| What is required |
Aim for an exact copy of the listing, without any images.

══════════════════════════════

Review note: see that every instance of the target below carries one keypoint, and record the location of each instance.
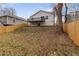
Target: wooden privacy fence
(5, 29)
(72, 29)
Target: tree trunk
(59, 23)
(66, 13)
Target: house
(42, 18)
(11, 20)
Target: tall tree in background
(66, 12)
(58, 11)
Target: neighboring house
(11, 20)
(46, 18)
(72, 16)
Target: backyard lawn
(36, 41)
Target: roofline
(42, 11)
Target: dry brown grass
(36, 41)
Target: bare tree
(66, 12)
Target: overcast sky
(25, 10)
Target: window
(13, 20)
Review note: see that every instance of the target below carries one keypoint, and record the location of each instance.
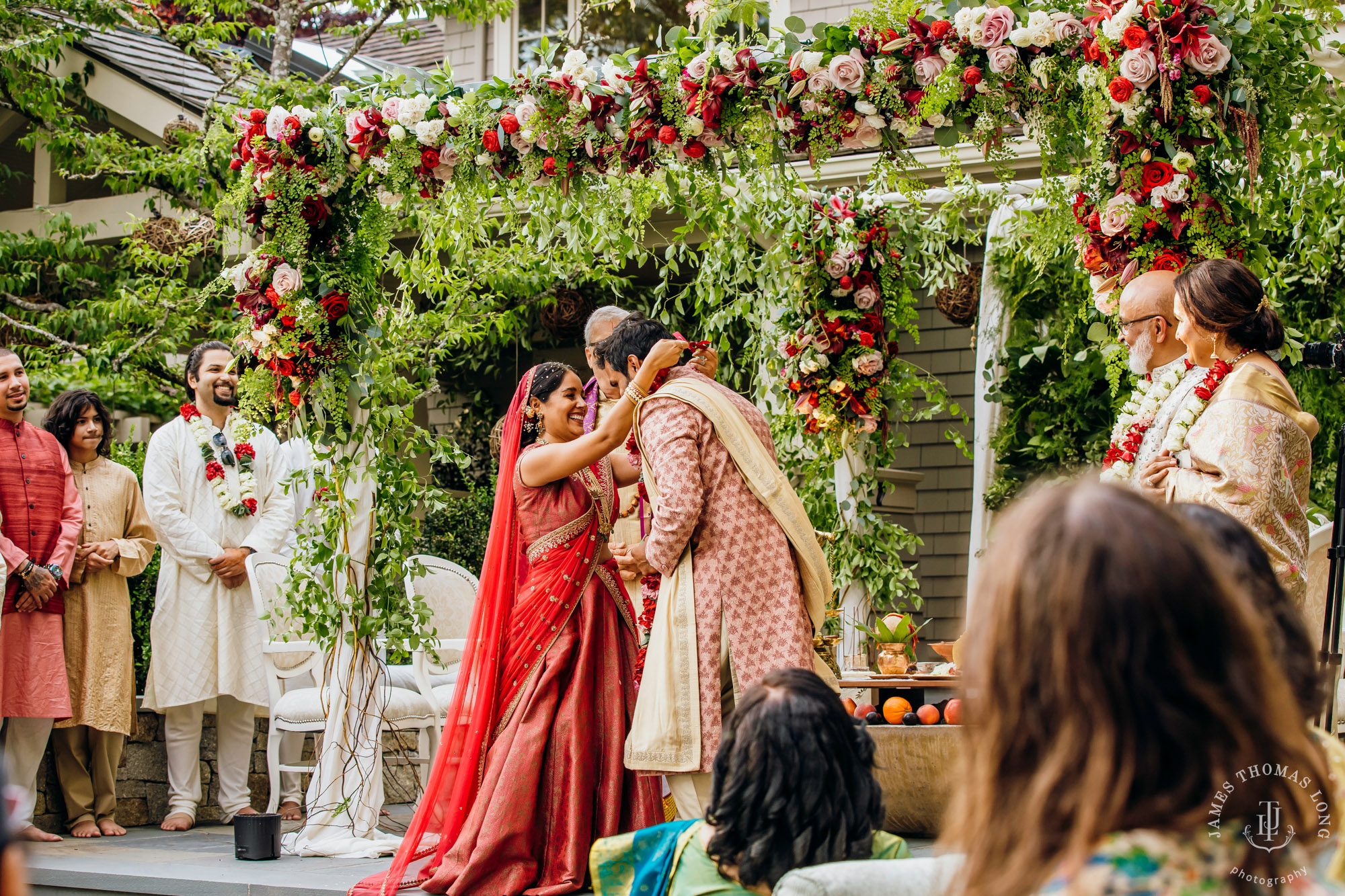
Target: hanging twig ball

══════════════════════════════

| Response to the exercise |
Review note: see that every instance of the target below carries one keypoint, and record the location of each instance.
Target: wooden privacy fence
(5, 29)
(72, 29)
Target: tree trunk
(59, 23)
(66, 13)
Target: house
(42, 18)
(11, 20)
Target: tall tree in background
(66, 12)
(58, 11)
Target: neighboring house
(11, 20)
(46, 18)
(72, 16)
Target: backyard lawn
(36, 41)
Target: roofline
(42, 11)
Target: dry brown grass
(36, 41)
Target: bare tree
(66, 12)
Target: overcast sky
(25, 10)
Target: window
(13, 20)
Review note: see that every instance of the target below carries one keypoint, and record the location of each instance.
Target: hanging twig ball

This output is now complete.